Vorliegender Text:
+ + + + +

Montag, 4. April 2022
Oberarzt Dr. Martin Hartmann zu Interdependenzen von Covid und HIV und dem neuesten Stand der Aids-Forschung
Transkript des Videos von PD Dr. Martin Hartmann, Heidelberg

Schönen guten Tag,

hier ist Martin Hartmann aus der Hautklinik der Universität Heidelberg. Es geht heute um die CROI (Conference on Retroviruses and Opportunistic Infections), die Mitte Februar 2022 virtuell stattfand.

Schwerpunkt sind traditionell Retroviren, also HIV, AIDS und opportunistische Infektionen. Zusätzlich gab es zahlreiche Beiträge zur SARS-CoV2-Infektion.

Neues zur HIV-Infektion

Bei der HIV-Infektion gibt es immer mehr Daten zu den lang wirksamen Substanzen, insbesondere zu Cabotegravir, was in Kombination mit Rilpivirin zugelassen ist. Die ersten 3-Jahres-Daten zeigen, dass diese Kombination effektiv ist.

Auch in der PrEP konnte die Substanz überzeugen, zumindest im Vergleich zu Truvada, was einmal täglich oral gegeben werden muss. Allerdings muss im Verlauf darauf geachtet werden, ob nicht Infektionen auftauchen, die vielleicht vorher schon bestanden haben.

+ + + + +

Datensätze aus einer Datenquelle

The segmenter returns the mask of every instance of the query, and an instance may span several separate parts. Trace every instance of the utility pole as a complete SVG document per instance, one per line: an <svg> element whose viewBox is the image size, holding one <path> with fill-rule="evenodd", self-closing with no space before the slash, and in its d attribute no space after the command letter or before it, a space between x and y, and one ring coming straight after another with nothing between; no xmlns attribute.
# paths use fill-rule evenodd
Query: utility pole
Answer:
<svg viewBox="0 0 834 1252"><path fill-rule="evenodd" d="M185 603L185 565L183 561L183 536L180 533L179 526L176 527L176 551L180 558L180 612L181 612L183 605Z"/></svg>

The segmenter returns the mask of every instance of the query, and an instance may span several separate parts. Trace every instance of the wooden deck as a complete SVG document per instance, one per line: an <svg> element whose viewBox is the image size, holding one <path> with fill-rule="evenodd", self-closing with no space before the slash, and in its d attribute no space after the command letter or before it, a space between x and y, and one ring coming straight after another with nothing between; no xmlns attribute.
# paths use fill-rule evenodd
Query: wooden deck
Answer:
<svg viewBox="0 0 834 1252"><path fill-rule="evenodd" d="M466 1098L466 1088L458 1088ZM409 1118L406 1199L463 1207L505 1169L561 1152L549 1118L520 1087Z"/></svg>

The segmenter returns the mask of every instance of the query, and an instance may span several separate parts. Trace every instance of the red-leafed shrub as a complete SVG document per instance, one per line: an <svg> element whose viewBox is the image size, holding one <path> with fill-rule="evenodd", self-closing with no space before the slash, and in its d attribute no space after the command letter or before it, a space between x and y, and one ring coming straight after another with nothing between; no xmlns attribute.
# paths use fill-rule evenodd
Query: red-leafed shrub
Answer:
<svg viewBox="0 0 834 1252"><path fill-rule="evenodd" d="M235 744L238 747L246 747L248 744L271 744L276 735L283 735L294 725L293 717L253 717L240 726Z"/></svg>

+ + + + +

Ihre Aufgabe: Setzen Sie das Transkript zur CROI-Konferenz im Anschluss an dessen letzten Satz fort.

Lösung der Aufgabe:
Der Kapsid-Inhibitor Lenacapavir, der täglich oder als 6-Monats-Injektion gegeben werden kann, konnte bei therapienaiven Patienten mit 6-Monats-Daten sowie bei Patienten mit Resistenzen gegen andere Substanzen mit 1-Jahres-Daten überzeugen.

In Bezug auf die Injektionen wurden die weiteren Versuche momentan angehalten, weil Verdacht auf Inkompatibilitäten mit dem Glas, in dem die Injektionslösung geliefert wurde, besteht.

Auch die klinischen Studien mit Islatravir wurden angehalten. Auf der Substanz lagen viele Hoffnungen, weil sie monatlich oder wöchentlich gegeben werden kann und sich als Kombinationspartner für lang wirksame Substanzen angeboten hatte. Hier sind im Verlauf der Studien unklare Lymphopenien aufgetreten, die Auswertung wird momentan abgewartet.

Es gibt einen weiteren Fall einer HIV-Heilung: eine 59jährige Frau mit akuter myeloischer Leukämie, die im Verlauf CCR5-negatives Nabelschnurblut erhalten hat. Nach der Behandlung wurde versuchsweise die HIV-Therapie abgesetzt. Momentan weist die Patienten seit 14 Monaten keine nachweisbare Viruslast mehr auf.

Der weitere Verlauf bleibt abzuwarten. Dies gilt als 3. Fall der Heilung einer HIV-Infektion.

Long-COVID-19

Zur Corona-Impfung gab es weitere Daten bei HIV-Patienten. Hier sind die Antikörper-Spiegel geringer ausgeprägt.

Eine Session beschäftigte sich mit Long-COVID oder Post-COVID, inzwischen auch PACS genannt (Post-akutes COVID-Syndrom/Post-Acute Sequelae of SARS-CoV-2).

Problem ist, dass die Definition des PACS nicht einheitlich ist. Die WHO schlägt vor, dass eine Dauer von 8 Wochen nach Infektion ein PACS definiert.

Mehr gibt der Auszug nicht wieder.